→ **OBJECTIVES**
**a)** Answer these questions from the text-to-speech API page:
(i) What HTTP method does the request use?
(ii) What value is given for "language" in the sample request body?
(iii) In which language is emotion support currently available?
**b)** Please rewrite the paragraph on the text-to-speech API page that begins "Emotion support is currently only available" more briefly, keeping its main facts.

POST
/
voice
/
text_to_speech
Convert text to speech
curl --request POST \
  --url https://modelslab.com/api/v6/voice/text_to_speech \
  --header 'Content-Type: application/json' \
  --data '{
  "key": "<string>",
  "prompt": "<string>",
  "voice_id": "<string>",
  "language": "english",
  "speed": 1,
  "emotion": false,
  "temp": false,
  "webhook": "<string>",
  "track_id": 123
}'
{
  "status": "success",
  "generationTime": 123,
  "id": 123,
  "output": [
    "<string>"
  ],
  "proxy_links": [
    "<string>"
  ],
  "future_links": [
    "<string>"
  ],
  "links": [
    "<string>"
  ],
  "meta": {},
  "eta": 123,
  "message": "<string>",
  "tip": "<string>",
  "fetch_result": "<string>",
  "audio_time": 123
}

Request

Make a POST request to below endpoint and pass the required parameters as a request body.
curl
--request POST 'https://modelslab.com/api/v6/voice/text_to_speech' \

Emotion Support

Emotion support is currently only available in English (en) language. When emotion is enabled, you can use special tags in your text prompt to add expressive elements to the generated speech.

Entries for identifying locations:
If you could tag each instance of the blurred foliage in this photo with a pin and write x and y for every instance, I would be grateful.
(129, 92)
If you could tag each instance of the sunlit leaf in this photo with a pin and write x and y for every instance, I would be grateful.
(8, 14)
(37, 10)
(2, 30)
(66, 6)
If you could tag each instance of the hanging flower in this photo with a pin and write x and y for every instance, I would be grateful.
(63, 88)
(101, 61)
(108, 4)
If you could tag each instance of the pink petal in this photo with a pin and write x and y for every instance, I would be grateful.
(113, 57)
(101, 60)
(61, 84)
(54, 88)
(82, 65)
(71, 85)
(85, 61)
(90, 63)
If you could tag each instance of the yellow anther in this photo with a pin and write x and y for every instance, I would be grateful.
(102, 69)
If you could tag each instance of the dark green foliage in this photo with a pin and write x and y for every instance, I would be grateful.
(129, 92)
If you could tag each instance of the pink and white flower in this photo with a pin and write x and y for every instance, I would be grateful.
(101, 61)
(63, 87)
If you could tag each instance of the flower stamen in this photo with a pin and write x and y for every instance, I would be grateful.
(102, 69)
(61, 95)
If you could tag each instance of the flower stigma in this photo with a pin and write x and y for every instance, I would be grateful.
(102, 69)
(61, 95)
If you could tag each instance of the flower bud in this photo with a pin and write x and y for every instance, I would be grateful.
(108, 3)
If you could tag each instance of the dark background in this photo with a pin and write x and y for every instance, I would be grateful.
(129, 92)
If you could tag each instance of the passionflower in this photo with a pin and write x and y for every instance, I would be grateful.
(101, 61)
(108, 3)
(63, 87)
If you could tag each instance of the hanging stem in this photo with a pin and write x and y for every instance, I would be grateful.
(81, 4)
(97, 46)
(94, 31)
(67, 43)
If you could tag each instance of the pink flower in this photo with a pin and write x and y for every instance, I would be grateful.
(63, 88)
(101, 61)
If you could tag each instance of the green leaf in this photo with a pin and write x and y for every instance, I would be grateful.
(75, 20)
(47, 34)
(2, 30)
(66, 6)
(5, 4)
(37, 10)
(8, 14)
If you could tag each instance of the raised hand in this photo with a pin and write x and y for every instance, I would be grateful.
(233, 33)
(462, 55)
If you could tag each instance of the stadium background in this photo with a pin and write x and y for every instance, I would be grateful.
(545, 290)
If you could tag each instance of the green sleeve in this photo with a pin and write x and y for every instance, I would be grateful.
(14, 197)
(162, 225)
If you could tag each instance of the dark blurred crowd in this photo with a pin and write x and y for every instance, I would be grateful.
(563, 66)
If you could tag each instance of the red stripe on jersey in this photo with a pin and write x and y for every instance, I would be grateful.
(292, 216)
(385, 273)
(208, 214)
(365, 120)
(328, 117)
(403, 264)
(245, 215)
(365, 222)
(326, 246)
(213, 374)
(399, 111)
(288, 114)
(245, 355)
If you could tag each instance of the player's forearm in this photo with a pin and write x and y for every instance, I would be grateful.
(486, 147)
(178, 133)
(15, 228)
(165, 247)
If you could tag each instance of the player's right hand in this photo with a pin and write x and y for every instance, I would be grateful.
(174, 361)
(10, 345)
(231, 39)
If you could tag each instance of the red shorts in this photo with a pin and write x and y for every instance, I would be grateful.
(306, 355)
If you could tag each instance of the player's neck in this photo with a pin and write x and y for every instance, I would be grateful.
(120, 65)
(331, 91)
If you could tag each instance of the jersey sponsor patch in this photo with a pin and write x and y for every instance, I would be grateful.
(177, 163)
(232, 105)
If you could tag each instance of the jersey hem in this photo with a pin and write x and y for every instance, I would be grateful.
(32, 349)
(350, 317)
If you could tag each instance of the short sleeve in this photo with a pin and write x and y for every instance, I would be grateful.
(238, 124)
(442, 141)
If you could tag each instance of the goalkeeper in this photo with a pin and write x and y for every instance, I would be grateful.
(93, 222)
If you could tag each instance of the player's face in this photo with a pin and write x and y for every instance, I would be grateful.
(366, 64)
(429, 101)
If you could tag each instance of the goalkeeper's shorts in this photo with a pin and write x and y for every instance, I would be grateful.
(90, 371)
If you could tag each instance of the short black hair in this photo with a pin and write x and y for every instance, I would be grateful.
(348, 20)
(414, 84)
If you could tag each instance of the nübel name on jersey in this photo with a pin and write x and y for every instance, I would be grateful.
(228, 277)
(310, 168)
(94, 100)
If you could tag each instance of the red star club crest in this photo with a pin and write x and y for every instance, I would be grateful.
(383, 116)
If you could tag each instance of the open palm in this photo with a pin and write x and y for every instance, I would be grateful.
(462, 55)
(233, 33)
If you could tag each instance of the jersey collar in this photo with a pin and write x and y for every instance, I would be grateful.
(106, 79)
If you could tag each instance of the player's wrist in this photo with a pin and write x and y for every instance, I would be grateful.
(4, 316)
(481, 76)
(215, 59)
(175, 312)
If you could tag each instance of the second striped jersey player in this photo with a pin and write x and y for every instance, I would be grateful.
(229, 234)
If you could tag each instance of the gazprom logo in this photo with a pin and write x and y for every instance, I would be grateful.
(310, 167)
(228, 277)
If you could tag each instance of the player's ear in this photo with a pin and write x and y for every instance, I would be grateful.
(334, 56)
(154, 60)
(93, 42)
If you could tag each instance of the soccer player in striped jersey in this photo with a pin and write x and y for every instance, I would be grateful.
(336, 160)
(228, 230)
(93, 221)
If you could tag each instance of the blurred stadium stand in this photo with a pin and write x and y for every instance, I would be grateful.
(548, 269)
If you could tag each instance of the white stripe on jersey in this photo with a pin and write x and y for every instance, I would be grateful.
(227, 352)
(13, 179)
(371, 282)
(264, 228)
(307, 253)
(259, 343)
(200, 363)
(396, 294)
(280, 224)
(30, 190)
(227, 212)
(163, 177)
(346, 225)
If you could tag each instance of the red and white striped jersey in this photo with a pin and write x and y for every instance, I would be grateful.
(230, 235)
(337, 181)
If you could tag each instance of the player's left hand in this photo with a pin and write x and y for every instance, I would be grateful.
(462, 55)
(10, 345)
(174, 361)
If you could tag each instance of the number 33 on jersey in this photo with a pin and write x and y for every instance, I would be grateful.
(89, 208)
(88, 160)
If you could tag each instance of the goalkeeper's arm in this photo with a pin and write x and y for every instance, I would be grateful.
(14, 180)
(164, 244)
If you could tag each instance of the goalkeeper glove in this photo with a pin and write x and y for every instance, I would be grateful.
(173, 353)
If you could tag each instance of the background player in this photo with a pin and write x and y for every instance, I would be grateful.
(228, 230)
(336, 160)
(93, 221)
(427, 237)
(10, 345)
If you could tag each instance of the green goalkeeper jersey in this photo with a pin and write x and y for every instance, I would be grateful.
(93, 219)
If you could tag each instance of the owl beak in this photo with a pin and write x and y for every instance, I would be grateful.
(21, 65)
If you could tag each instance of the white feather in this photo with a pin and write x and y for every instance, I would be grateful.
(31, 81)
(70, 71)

→ **SOLUTIONS PER TASK**
**a)**
(i) POST
(ii) "english"
(iii) English (en)

**b)** Emotion support works only in English (en). When it is enabled, special tags in the text prompt add expressive elements to the generated speech.